Top of Information provided
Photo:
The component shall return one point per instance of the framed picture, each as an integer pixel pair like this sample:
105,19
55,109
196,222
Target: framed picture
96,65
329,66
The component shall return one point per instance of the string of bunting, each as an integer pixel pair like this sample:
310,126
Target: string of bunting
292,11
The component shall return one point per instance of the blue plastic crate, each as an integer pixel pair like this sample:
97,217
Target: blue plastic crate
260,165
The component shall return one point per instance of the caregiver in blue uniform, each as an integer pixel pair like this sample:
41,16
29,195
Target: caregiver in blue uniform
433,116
Bottom of Information provided
[What to do] The lines above starting at the one that contains "The component shall return one point per instance of the string" and ending at the one that contains "The component shall return one point per instance of the blue" must be transcribed exactly, and no other lines may appear.

[Response to the task]
The component shall return one point per instance of the string of bunting, each as an integer pixel pair like this sample:
310,126
Target: string of bunting
292,11
The component shall return one point per instance of the blue plastic crate, each as an integer pixel pair like this sample:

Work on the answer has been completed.